** START Records for processing **
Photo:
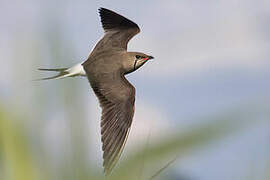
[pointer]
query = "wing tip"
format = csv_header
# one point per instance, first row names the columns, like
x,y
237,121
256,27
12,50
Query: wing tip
x,y
113,20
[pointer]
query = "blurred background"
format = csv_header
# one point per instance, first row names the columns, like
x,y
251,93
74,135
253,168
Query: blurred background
x,y
202,105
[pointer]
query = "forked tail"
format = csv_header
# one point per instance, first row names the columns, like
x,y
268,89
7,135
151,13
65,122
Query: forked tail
x,y
76,70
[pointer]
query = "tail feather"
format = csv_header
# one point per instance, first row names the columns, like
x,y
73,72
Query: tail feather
x,y
59,70
61,74
76,70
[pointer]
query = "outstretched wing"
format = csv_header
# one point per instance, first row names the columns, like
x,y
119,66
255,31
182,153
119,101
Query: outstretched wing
x,y
118,30
116,97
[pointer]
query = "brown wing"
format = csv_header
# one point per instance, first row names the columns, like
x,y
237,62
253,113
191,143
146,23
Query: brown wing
x,y
118,30
116,97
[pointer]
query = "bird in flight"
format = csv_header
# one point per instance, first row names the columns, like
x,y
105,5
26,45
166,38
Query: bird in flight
x,y
105,68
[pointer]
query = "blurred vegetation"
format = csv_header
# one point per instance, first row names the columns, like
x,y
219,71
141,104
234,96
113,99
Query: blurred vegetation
x,y
22,157
18,162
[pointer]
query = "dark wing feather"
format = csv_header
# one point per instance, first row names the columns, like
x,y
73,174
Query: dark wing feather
x,y
112,21
116,97
118,31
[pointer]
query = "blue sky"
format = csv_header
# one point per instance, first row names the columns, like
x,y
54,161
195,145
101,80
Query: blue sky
x,y
210,57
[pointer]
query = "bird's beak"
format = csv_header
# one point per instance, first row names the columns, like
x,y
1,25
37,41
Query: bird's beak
x,y
150,57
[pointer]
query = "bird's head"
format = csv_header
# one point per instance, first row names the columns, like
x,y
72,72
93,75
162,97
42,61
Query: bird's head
x,y
135,60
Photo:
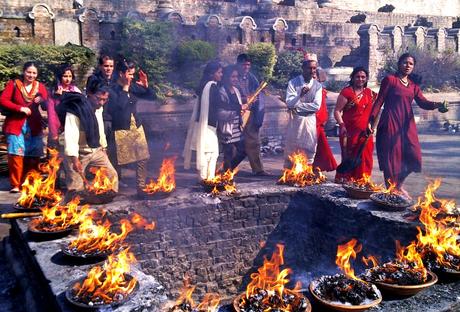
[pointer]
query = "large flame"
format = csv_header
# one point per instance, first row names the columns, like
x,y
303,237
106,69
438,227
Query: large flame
x,y
271,278
301,173
166,182
108,283
439,235
366,182
36,187
101,183
96,237
344,253
59,217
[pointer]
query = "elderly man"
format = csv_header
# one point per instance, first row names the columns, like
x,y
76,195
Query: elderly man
x,y
303,98
84,137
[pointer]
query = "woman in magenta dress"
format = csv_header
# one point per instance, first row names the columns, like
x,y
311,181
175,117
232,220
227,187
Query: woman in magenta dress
x,y
398,148
352,112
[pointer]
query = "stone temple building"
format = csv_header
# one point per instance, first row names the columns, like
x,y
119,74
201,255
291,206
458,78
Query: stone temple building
x,y
341,32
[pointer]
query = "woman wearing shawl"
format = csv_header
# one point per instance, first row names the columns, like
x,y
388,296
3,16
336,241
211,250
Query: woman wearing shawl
x,y
202,133
23,123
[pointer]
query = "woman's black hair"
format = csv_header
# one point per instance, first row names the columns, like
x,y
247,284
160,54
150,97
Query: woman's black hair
x,y
125,65
208,73
355,71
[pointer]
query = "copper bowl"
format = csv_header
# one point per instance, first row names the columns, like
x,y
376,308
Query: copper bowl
x,y
407,290
70,296
237,300
341,306
392,206
357,193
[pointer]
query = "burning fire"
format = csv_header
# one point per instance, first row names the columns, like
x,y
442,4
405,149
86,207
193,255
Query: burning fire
x,y
272,279
36,188
108,284
344,253
56,218
166,182
301,174
101,183
439,235
186,303
222,182
96,237
365,182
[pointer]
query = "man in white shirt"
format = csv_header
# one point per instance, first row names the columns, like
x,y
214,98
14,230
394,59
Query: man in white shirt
x,y
84,137
303,98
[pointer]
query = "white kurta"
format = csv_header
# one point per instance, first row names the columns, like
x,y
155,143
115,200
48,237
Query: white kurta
x,y
301,130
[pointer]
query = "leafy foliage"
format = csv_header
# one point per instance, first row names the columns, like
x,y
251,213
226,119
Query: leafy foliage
x,y
190,57
48,59
263,58
150,45
433,71
288,66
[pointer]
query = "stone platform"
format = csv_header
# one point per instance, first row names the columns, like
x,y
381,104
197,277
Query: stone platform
x,y
219,241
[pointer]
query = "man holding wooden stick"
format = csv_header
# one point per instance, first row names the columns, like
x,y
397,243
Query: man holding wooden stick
x,y
248,85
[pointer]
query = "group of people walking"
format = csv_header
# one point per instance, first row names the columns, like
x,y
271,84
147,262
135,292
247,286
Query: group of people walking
x,y
97,128
102,127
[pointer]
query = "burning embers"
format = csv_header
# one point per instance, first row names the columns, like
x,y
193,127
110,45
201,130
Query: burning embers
x,y
301,174
391,198
222,182
105,286
362,188
59,218
38,189
185,302
166,182
267,290
345,290
96,240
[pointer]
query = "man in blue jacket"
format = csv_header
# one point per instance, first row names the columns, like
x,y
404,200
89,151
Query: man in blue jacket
x,y
248,84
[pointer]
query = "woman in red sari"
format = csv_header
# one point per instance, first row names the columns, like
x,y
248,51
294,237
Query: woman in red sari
x,y
23,123
398,148
324,159
352,112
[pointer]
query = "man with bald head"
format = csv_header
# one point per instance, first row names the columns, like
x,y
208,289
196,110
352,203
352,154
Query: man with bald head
x,y
303,98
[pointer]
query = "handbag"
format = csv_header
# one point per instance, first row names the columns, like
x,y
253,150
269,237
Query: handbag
x,y
131,145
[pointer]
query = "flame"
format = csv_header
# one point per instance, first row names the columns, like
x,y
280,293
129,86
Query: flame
x,y
101,183
301,174
271,278
59,217
366,182
109,282
166,182
210,302
369,259
438,235
224,181
36,187
344,253
96,236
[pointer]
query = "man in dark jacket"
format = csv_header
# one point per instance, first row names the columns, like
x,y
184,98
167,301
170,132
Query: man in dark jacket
x,y
248,84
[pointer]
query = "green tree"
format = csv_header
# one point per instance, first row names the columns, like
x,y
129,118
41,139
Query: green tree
x,y
263,56
289,65
48,59
150,45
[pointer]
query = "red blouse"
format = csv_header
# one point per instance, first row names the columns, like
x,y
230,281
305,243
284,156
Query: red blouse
x,y
12,99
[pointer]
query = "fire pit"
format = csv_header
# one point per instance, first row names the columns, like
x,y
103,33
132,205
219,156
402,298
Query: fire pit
x,y
165,184
267,291
341,293
58,219
361,188
105,287
301,174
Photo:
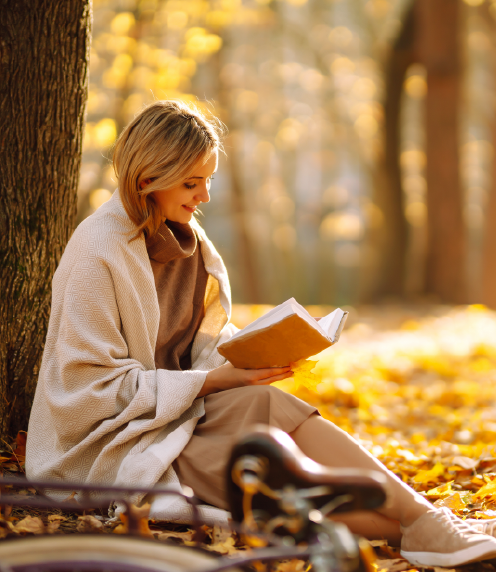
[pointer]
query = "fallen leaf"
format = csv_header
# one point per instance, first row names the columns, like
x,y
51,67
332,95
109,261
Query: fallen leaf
x,y
183,536
430,475
89,523
440,492
141,514
303,374
30,525
54,517
225,547
393,565
454,502
52,526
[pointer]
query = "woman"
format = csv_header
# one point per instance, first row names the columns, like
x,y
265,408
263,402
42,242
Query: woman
x,y
132,390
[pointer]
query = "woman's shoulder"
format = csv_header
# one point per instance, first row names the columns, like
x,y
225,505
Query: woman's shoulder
x,y
104,235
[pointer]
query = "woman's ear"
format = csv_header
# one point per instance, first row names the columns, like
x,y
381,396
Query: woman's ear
x,y
145,183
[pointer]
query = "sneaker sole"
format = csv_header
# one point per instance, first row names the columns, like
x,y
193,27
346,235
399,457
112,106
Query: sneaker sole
x,y
465,556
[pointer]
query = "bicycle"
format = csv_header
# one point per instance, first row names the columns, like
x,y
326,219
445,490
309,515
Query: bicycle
x,y
279,501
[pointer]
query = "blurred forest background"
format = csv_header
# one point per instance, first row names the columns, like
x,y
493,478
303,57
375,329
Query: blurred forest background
x,y
360,147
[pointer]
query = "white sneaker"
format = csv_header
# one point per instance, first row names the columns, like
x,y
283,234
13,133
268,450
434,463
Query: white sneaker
x,y
439,538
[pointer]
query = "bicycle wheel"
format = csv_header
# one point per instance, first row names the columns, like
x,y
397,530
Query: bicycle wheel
x,y
102,553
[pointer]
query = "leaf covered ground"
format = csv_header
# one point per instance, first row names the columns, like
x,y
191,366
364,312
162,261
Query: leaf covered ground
x,y
416,386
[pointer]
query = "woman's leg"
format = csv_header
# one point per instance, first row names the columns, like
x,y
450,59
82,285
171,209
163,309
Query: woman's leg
x,y
328,445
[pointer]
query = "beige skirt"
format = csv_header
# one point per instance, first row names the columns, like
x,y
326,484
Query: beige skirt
x,y
229,415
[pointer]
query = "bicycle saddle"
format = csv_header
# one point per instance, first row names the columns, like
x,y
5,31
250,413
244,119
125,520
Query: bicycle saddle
x,y
270,455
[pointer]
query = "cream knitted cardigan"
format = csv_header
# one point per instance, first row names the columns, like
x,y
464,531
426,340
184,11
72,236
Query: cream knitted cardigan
x,y
102,413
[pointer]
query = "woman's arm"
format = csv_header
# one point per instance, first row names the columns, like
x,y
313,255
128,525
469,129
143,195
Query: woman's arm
x,y
228,377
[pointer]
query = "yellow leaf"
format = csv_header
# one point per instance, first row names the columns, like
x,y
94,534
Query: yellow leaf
x,y
488,490
454,502
440,492
429,476
33,525
303,374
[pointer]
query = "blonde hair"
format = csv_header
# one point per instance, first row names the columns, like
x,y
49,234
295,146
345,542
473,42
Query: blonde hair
x,y
164,143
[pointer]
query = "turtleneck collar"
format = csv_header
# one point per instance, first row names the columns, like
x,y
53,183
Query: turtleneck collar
x,y
173,240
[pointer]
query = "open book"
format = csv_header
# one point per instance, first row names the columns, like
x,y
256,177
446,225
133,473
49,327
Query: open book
x,y
285,334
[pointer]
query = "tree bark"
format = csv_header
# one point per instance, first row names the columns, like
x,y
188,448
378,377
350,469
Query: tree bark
x,y
44,52
488,278
439,50
389,190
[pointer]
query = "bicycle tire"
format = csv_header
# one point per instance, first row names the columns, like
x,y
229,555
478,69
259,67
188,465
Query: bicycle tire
x,y
95,553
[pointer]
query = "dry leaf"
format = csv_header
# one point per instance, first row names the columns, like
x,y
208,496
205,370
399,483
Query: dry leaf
x,y
89,523
290,566
53,517
303,374
141,514
225,547
220,534
393,565
52,526
183,536
441,491
30,525
430,475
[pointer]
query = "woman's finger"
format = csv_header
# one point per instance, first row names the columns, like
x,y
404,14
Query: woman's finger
x,y
268,372
269,380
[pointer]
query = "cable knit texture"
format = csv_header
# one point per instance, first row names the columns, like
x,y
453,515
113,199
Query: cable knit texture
x,y
102,412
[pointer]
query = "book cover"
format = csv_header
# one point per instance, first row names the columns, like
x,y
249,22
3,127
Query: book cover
x,y
277,345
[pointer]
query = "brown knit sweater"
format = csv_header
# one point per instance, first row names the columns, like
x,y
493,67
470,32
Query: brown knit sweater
x,y
181,281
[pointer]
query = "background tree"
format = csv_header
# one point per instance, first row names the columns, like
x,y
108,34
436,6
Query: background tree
x,y
438,44
44,50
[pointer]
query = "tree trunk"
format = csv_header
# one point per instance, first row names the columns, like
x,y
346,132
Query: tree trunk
x,y
44,49
488,279
389,190
439,50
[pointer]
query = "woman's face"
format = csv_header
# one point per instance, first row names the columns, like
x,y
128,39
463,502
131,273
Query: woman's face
x,y
179,203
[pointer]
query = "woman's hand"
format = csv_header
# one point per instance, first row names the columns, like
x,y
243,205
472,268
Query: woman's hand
x,y
228,377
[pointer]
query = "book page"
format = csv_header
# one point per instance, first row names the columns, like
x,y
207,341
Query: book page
x,y
333,324
277,314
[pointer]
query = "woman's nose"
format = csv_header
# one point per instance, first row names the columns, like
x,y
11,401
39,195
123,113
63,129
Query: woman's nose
x,y
203,194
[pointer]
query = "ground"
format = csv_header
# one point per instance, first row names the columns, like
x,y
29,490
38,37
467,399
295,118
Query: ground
x,y
415,385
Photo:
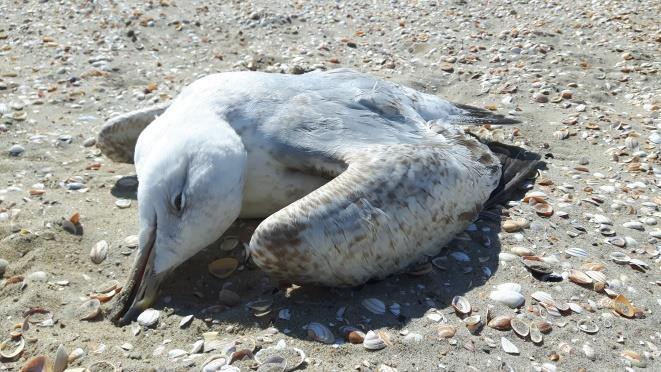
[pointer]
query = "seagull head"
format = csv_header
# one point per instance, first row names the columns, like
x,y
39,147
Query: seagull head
x,y
191,180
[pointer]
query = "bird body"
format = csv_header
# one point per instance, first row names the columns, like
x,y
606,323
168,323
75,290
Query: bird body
x,y
356,177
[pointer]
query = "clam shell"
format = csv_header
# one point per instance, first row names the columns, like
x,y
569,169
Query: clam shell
x,y
11,348
374,305
223,267
501,323
620,258
321,333
473,323
89,309
597,276
61,359
588,326
373,341
99,252
293,357
576,252
507,297
508,346
541,296
520,327
447,331
148,317
579,277
536,335
461,305
623,307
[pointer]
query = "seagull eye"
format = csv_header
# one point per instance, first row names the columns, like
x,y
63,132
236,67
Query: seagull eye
x,y
178,202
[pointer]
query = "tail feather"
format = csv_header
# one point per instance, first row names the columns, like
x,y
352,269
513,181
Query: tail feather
x,y
518,165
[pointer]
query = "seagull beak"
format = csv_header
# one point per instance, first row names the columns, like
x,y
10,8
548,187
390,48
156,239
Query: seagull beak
x,y
141,290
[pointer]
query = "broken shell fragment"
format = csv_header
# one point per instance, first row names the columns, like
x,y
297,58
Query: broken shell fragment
x,y
321,333
373,341
447,331
223,267
88,309
461,305
520,327
501,323
99,252
11,348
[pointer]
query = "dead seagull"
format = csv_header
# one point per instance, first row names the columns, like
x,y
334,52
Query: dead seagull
x,y
356,177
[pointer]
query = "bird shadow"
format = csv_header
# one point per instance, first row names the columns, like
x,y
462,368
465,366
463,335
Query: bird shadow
x,y
428,287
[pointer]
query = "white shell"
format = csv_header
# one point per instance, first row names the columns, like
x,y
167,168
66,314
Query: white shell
x,y
509,298
542,296
99,252
375,306
372,341
516,287
321,333
508,346
620,257
576,252
148,317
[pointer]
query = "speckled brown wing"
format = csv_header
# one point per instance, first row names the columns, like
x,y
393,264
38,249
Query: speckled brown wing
x,y
393,203
119,135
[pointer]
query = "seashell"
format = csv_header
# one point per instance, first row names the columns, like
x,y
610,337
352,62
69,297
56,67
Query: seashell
x,y
623,307
543,209
588,326
522,251
228,297
638,264
589,351
576,252
76,354
223,267
544,326
516,287
61,359
514,225
508,346
579,277
123,203
214,363
88,309
229,243
373,341
461,305
374,305
447,331
293,357
597,276
131,241
148,317
12,348
99,252
509,298
185,321
520,327
501,323
620,258
38,364
473,323
321,333
636,225
536,335
541,296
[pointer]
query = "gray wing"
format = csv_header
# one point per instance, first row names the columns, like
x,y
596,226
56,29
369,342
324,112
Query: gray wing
x,y
394,203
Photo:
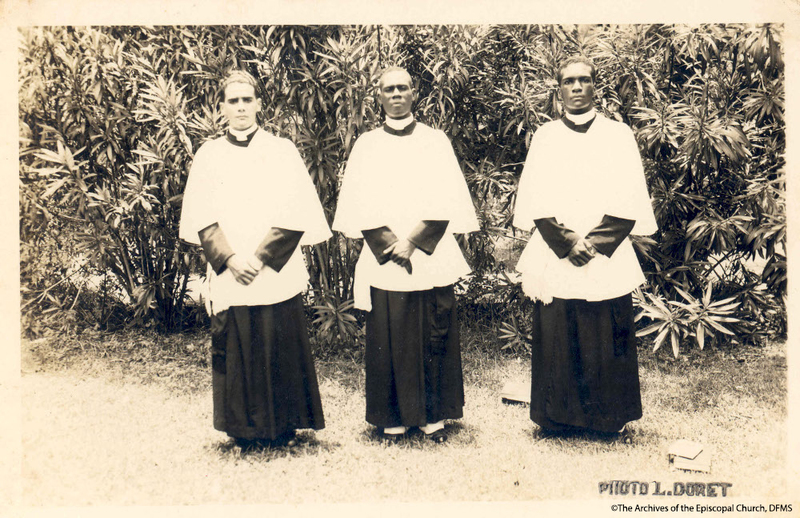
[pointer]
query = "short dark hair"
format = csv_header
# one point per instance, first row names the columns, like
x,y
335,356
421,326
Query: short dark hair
x,y
571,60
237,76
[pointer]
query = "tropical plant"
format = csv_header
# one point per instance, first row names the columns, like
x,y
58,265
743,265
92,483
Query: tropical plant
x,y
110,118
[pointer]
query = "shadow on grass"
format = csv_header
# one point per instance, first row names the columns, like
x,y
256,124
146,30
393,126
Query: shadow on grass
x,y
307,444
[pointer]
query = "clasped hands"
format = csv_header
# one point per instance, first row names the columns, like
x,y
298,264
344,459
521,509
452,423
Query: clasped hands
x,y
244,270
581,252
400,252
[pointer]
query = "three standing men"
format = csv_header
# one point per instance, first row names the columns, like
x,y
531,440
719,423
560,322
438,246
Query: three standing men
x,y
250,202
405,195
583,189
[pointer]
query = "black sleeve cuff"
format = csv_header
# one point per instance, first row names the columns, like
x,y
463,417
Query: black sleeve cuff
x,y
277,247
427,234
215,247
559,238
378,239
609,234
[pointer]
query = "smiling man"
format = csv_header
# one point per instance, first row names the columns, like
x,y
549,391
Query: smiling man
x,y
405,195
583,192
250,203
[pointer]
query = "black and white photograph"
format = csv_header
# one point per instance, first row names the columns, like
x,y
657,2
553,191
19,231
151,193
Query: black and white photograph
x,y
400,258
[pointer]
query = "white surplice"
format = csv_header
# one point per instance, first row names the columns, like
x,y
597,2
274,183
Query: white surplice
x,y
247,191
578,178
399,181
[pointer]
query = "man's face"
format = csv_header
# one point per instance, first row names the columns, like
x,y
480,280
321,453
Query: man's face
x,y
240,105
577,88
396,93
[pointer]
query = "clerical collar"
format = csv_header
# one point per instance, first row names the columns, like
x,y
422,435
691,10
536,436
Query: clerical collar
x,y
400,127
581,122
241,138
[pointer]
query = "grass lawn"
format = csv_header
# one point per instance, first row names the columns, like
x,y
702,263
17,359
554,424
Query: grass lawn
x,y
126,419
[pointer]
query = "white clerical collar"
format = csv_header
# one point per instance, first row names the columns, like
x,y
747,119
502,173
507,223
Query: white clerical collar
x,y
399,124
581,118
242,135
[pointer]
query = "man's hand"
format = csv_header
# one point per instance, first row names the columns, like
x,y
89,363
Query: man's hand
x,y
242,271
581,253
400,252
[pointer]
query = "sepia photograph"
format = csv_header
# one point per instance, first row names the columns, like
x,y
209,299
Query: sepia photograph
x,y
315,258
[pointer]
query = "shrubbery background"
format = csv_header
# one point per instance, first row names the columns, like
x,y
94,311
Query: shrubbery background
x,y
110,117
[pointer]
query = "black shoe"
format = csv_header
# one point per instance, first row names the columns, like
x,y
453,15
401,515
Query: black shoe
x,y
625,436
391,438
288,439
438,437
248,444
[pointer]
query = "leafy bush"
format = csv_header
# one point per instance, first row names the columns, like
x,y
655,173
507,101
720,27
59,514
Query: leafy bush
x,y
110,118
** END Records for processing **
* Exercise prompt: Pick out every line of the data above that contains the string "finger", copying each line whole. Case counts.

* Complete response:
query = "woman's finger"
Query: woman's finger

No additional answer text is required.